[[ Data to process open ]]

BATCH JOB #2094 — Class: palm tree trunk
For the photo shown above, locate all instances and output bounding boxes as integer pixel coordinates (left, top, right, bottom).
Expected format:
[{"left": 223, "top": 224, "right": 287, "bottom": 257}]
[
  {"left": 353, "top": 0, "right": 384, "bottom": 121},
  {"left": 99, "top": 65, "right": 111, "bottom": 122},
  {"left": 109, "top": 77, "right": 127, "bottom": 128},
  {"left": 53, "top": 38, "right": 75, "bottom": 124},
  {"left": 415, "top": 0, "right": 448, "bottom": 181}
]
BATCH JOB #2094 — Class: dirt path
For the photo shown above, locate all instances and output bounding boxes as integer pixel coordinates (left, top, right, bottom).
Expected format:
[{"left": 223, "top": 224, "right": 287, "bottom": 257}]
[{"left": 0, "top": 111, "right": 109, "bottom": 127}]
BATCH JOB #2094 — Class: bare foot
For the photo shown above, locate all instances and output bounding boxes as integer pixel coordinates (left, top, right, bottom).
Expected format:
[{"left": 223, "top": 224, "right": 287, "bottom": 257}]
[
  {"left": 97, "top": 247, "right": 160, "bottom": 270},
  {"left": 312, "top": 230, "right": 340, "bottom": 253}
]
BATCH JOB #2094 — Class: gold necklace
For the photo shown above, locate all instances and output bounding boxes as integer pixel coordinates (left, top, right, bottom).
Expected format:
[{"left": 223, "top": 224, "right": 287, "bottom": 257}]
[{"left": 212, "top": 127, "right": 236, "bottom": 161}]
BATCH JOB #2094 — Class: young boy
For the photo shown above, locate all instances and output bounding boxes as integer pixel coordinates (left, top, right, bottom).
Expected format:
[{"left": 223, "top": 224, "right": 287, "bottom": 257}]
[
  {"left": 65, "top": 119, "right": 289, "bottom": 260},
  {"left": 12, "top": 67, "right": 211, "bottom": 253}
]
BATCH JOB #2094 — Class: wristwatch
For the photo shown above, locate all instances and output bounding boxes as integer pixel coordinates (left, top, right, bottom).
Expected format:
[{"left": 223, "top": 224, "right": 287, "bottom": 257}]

[[ Data to process closed ]]
[[ Data to process open ]]

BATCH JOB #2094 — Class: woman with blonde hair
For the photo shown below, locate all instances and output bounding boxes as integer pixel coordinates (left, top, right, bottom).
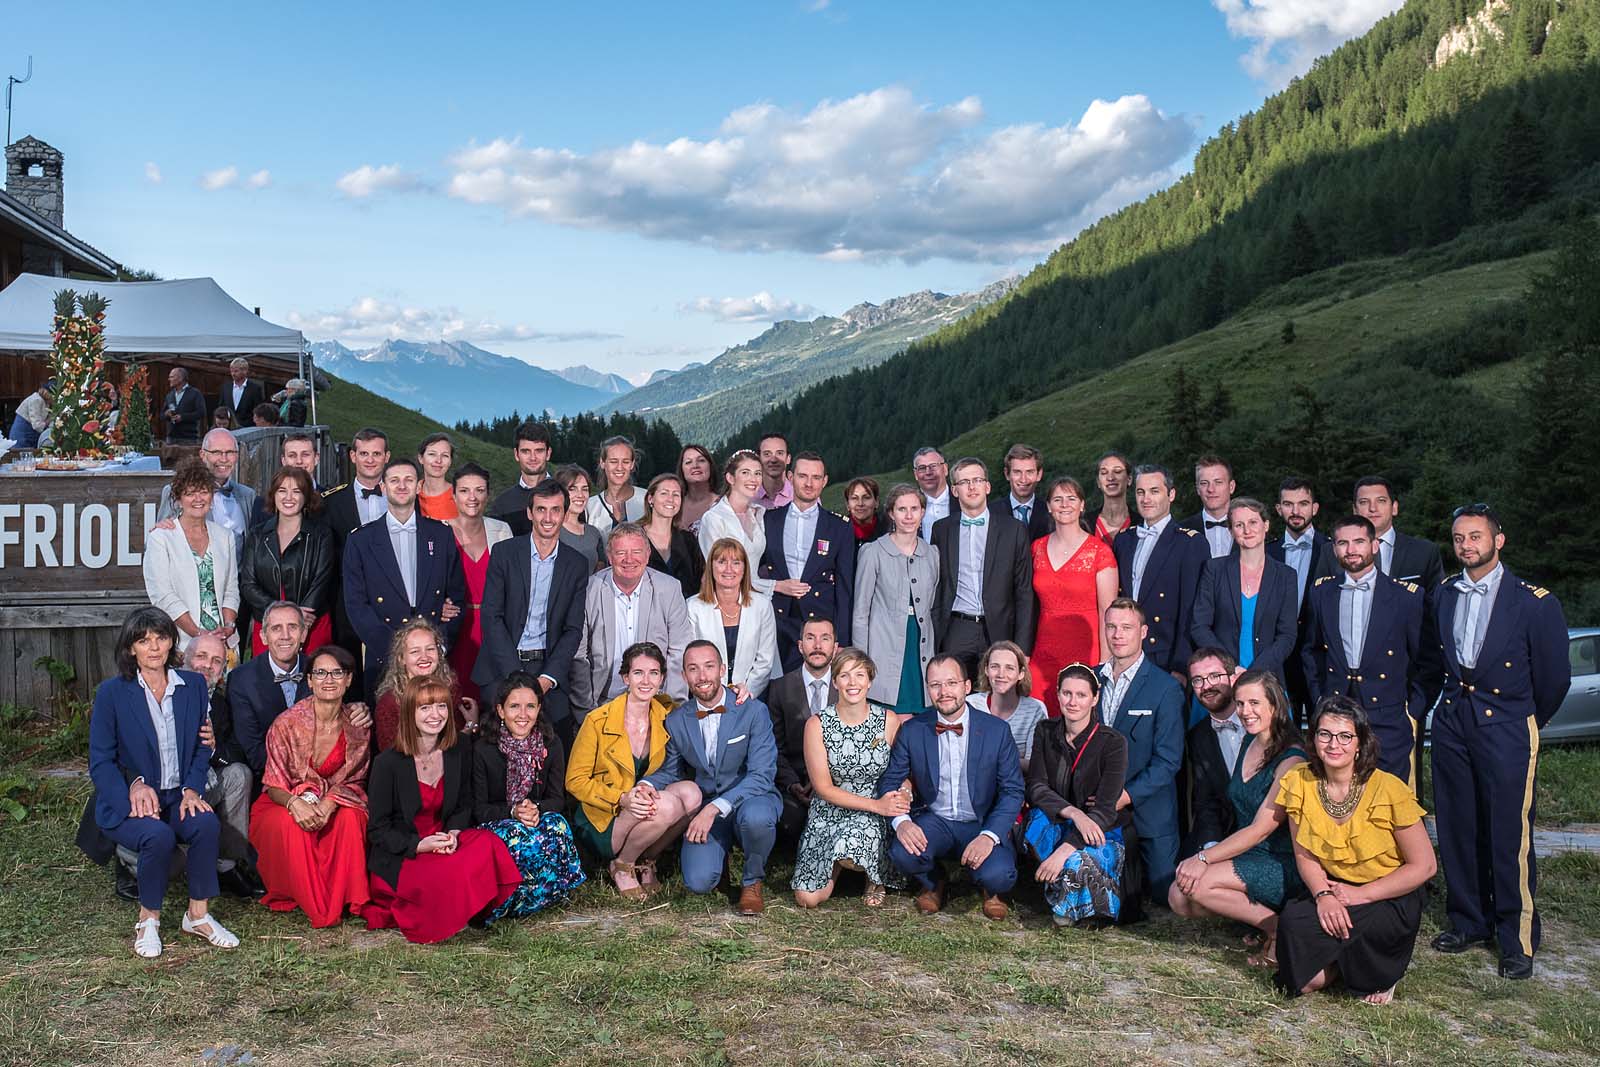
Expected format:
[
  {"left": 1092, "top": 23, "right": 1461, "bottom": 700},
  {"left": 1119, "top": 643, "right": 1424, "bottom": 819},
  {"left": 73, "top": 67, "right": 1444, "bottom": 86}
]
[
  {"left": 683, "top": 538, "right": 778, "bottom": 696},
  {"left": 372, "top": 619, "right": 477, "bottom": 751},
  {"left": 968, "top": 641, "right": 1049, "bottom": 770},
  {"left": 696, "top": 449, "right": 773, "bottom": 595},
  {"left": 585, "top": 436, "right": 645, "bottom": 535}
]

[[ Data to process closed ]]
[[ Data to process open ]]

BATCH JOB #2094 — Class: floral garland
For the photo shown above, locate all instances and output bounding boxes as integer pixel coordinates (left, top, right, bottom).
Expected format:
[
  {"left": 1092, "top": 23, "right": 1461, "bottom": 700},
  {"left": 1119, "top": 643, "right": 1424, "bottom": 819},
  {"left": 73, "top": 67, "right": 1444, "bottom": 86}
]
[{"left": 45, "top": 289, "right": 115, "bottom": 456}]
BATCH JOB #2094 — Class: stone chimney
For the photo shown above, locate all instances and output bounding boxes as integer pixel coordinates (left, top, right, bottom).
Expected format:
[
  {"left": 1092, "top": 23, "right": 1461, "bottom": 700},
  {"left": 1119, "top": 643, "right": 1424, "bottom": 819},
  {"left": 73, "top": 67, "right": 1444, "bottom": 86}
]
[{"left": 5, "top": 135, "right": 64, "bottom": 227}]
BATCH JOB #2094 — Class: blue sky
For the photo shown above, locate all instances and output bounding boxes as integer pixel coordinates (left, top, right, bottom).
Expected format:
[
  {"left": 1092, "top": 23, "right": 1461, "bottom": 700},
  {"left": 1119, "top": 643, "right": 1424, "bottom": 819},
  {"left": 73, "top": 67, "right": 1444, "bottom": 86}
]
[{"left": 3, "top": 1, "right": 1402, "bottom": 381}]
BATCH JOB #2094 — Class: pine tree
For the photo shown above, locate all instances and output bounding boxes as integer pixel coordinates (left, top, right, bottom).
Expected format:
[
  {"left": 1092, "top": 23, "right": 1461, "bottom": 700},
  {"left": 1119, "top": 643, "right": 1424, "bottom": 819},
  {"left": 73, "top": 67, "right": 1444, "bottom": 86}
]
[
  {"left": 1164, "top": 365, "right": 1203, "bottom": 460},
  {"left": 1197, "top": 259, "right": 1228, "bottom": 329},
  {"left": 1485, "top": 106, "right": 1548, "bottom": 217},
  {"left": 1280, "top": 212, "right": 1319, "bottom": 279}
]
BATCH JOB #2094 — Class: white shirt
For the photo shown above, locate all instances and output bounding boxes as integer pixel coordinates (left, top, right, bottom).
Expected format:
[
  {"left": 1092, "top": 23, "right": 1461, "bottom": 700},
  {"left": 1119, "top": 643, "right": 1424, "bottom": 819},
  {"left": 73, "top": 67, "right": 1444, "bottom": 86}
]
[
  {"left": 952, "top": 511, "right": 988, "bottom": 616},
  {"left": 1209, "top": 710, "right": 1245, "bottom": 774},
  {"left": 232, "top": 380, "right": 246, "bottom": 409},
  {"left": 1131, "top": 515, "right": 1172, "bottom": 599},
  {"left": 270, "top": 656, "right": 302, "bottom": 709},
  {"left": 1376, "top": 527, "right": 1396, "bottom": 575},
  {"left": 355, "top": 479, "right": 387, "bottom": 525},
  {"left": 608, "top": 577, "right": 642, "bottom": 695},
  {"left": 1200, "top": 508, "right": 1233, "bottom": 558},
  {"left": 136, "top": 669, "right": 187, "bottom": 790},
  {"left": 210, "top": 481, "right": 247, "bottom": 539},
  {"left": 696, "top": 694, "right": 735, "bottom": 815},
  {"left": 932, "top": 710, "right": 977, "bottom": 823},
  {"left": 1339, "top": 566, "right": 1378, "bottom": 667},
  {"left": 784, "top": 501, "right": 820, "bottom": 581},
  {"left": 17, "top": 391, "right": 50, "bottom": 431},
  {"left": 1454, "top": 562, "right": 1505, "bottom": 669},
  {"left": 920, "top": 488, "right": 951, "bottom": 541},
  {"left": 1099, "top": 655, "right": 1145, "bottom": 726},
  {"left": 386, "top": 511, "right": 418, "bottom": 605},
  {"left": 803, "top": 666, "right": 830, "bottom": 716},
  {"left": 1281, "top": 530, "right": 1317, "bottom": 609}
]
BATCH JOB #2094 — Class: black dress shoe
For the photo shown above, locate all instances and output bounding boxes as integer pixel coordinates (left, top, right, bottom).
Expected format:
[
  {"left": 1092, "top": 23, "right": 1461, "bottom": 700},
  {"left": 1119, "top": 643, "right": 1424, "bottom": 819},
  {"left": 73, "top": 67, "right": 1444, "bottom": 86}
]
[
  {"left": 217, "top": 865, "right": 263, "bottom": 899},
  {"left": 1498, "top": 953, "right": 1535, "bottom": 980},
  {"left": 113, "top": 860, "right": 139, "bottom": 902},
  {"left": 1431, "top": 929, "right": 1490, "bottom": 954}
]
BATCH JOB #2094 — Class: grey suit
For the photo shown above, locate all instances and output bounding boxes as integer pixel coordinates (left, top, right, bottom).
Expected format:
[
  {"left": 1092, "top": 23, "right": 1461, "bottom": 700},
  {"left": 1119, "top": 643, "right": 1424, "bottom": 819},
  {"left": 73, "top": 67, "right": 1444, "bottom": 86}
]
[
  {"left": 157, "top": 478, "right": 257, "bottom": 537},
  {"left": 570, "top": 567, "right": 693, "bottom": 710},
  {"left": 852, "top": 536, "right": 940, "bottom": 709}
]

[[ Data to process closed ]]

→ Work request
Reproduce each line above that contains "tree".

→ Expected output
BATCH JOB #2094 — Class: palm tree trunk
BATCH JOB #2094 — Class: pine tree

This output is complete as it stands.